Terri says: “The first two years we spent cleaning out debris and putting on doors to keep out creatures. Marmots and pine ferrets (pack rats) had taken up residence.”
On weekends Dr. Bob and Terri wore white biohazard suits and respirators to remove wooden ceilings and pull down pack-rat nests.
“We replaced the ceilings, one board at a time, because when they were removed they had to be cleaned of years of accumulated stain, grime and animal droppings,” Terri says.
Making the structure habitable with in-floor heat and crawl-space insulation in the 11,000-square-foot building, gave the couple time to think. Together, they also sanded all the wooden floors.
One time, the Brokerings had their family at the boardinghouse when avalanches crossed their driveway and closed the road to Silverton. They thought they had everything they needed – wine, beer, liquor, food, warm clothes – until they ran out of toilet paper. Now, they plan better.
Another night, the couple arrived in the dark and had to cross an open area where avalanches occasionally slam down. One did. Dr. Bob yelled for Terri to run. They both barely made it.
“Just the wind from the avalanche blew me ass over applecart,” Dr. Bob says. “I now have a healthy respect for avalanches.”
Eight years ago, the Brokerings opened the historic Martin Mining Complex nine miles from Silverton. Now christened Eureka Lodge and catering to small groups, this unique “miner’s hotel” at 106-by-33 feet comes complete with an eight-person hot tub, 18 bedrooms with two bathrooms down the hall and geothermal heat from a natural hot spring at the back of their mine.
In late fall, the hot tub becomes popular.
“If we get more than nine in there, it displaces water and then the pumps don’t work. But, depending on alcohol, we’ve had 17,” Dr. Bob says with a smile.
A wonderful venue, the lodge has been used by local school districts for retreats and also by California corporate groups.
“But there’s no bellhop and no elevator, either,” Terri admonishes.
That didn’t matter to us. My wife and I booked it a few years back for our 30th wedding anniversary and had a delightful time. The river literally “runs through it,” bisecting their 43 acres, which are protected by a conservation easement held by the Animas Conservancy and monitored by La Plata Open Space Conservancy. This is one of the first conservation easements on historic mining claims in the San Juans providing habitat protection for the federally endangered Uncompahgre fritillary butterfly, the Canada lynx and sensitive grasses.
“The Brokering Conservation Easement sets a precedent for protection of the Animas River – from the headwaters to the confluence with the San Juan,” the Animas Conservancy says. “The easement will protect in perpetuity the beauty of the land, and it limits future development. No additional buildings can be constructed.”

+++

» Work instructions:
1. Please set down a part of the Eureka Lodge text word for word, beginning at the words that have "Making the structure" and stopping after "barely made it.".
2. According to the Eureka Lodge text, how many bedrooms does the lodge have?
The records stand apart from the Eureka Lodge text.

+++

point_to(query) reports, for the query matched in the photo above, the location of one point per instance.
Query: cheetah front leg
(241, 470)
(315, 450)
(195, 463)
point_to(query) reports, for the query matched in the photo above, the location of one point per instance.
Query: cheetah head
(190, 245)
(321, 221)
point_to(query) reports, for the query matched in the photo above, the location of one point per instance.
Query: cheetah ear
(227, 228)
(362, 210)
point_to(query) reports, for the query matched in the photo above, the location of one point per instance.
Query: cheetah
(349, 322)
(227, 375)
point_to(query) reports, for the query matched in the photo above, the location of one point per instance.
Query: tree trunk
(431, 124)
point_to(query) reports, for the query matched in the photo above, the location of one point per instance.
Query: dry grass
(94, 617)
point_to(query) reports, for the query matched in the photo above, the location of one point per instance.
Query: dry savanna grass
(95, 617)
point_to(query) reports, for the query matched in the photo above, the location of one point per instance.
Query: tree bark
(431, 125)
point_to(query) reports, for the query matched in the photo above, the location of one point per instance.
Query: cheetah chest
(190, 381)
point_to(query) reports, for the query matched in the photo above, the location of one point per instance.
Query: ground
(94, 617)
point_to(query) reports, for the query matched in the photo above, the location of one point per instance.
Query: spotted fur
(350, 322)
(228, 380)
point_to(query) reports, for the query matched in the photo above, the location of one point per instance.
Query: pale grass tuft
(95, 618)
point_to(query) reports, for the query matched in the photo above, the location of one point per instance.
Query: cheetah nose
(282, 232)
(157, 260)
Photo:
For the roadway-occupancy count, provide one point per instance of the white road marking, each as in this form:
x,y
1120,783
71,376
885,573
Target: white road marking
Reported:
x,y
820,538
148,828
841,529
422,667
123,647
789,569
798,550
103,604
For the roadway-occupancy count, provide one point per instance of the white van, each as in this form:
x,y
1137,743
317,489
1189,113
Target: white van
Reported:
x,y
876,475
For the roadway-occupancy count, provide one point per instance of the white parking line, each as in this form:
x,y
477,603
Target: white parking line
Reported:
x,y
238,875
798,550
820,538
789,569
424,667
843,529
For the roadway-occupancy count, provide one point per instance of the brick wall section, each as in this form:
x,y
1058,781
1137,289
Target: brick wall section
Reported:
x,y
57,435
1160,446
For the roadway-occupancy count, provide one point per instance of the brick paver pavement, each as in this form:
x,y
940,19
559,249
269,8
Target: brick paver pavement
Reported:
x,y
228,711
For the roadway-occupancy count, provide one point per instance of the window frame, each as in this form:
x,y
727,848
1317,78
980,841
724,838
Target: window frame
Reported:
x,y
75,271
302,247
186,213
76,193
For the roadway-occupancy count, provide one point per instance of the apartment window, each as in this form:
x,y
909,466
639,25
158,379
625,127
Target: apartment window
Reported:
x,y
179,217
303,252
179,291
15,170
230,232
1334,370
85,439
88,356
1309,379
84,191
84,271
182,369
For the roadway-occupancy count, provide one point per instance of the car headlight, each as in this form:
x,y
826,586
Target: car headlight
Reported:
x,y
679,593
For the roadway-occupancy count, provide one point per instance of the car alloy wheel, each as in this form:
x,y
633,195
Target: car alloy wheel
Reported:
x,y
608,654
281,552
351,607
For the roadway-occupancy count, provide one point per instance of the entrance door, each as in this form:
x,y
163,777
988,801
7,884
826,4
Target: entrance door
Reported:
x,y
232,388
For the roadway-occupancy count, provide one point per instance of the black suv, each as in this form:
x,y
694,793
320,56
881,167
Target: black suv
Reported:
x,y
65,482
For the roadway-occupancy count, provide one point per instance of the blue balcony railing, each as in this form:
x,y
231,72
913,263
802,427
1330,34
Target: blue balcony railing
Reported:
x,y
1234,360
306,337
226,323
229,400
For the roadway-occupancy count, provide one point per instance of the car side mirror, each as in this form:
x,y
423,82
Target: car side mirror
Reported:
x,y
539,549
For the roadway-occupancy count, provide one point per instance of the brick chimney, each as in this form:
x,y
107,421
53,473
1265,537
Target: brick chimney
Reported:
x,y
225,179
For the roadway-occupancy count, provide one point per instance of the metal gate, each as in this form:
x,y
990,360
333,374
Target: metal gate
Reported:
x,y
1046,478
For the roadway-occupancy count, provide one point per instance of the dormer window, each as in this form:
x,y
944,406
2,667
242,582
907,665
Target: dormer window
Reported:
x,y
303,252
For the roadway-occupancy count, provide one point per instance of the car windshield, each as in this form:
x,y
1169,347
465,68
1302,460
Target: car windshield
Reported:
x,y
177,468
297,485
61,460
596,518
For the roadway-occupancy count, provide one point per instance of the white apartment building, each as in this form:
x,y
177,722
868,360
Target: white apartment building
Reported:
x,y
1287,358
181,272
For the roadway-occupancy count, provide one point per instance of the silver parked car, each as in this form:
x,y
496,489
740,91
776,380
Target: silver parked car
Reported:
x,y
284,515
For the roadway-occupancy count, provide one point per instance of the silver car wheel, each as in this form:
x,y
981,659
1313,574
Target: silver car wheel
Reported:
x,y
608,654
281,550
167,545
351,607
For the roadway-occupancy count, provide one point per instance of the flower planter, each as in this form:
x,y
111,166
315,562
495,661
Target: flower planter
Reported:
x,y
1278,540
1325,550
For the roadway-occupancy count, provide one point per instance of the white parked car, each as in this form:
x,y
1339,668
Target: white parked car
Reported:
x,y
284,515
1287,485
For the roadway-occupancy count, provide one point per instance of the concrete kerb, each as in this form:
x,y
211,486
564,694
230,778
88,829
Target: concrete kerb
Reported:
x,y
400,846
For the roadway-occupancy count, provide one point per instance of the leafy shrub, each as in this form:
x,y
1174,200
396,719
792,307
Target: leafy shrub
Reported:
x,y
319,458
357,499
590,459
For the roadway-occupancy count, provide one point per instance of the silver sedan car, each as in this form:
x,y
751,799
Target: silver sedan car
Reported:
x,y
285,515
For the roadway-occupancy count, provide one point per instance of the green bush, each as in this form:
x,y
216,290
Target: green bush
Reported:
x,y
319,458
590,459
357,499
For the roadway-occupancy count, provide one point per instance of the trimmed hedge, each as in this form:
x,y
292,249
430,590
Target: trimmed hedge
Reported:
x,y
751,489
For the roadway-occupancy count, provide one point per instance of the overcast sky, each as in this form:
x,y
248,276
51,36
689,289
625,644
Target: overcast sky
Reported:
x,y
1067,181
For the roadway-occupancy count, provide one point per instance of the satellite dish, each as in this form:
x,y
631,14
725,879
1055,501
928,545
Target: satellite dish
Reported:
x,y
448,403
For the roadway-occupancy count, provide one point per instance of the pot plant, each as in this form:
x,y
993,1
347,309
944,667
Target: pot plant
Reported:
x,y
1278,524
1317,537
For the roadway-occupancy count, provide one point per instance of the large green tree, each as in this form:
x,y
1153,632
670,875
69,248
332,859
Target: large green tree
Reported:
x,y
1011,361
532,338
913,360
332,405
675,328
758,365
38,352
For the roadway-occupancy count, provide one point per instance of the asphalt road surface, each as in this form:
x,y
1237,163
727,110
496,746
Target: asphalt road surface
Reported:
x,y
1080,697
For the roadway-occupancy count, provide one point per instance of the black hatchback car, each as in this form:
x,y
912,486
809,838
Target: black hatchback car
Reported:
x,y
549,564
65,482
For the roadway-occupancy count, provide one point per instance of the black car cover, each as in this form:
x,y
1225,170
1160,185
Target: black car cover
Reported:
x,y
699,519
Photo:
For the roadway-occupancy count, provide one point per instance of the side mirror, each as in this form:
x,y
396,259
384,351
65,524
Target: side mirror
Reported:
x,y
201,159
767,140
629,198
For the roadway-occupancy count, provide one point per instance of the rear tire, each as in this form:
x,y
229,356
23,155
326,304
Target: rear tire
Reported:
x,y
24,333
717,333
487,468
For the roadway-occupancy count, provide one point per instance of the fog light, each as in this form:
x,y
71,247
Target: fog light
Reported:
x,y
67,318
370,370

+++

» Task responses:
1.
Making the structure habitable with in-floor heat and crawl-space insulation in the 11,000-square-foot building, gave the couple time to think. Together, they also sanded all the wooden floors.
One time, the Brokerings had their family at the boardinghouse when avalanches crossed their driveway and closed the road to Silverton. They thought they had everything they needed – wine, beer, liquor, food, warm clothes – until they ran out of toilet paper. Now, they plan better.
Another night, the couple arrived in the dark and had to cross an open area where avalanches occasionally slam down. One did. Dr. Bob yelled for Terri to run. They both barely made it.

2. 18 bedrooms.